Top of MATERIAL SUPPLIED

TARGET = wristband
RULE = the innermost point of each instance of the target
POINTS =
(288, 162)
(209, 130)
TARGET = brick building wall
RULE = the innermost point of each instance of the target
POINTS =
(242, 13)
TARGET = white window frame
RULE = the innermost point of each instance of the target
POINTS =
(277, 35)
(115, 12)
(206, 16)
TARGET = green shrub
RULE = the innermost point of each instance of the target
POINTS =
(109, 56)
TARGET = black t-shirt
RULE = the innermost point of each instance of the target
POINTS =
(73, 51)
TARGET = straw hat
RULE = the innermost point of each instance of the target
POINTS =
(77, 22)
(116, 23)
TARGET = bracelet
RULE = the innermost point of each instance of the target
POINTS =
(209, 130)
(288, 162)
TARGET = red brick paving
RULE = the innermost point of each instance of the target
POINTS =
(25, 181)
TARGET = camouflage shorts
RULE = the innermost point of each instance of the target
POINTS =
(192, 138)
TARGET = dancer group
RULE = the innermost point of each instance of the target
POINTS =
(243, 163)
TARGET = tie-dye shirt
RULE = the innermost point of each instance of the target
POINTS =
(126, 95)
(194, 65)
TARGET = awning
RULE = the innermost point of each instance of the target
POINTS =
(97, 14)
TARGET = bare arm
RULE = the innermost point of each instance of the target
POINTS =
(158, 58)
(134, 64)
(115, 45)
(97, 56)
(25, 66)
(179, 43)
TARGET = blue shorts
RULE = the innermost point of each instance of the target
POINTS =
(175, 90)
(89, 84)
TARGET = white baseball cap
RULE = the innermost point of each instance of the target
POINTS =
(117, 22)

Bottom of MATERIAL SUPPLIED

§ HOW TO COMPLETE THIS TASK: Check each line of the records above, and copy those that hold the word "white".

§ SOLUTION TO THE EXERCISE:
TARGET = white window frame
TARGET = white baseball cap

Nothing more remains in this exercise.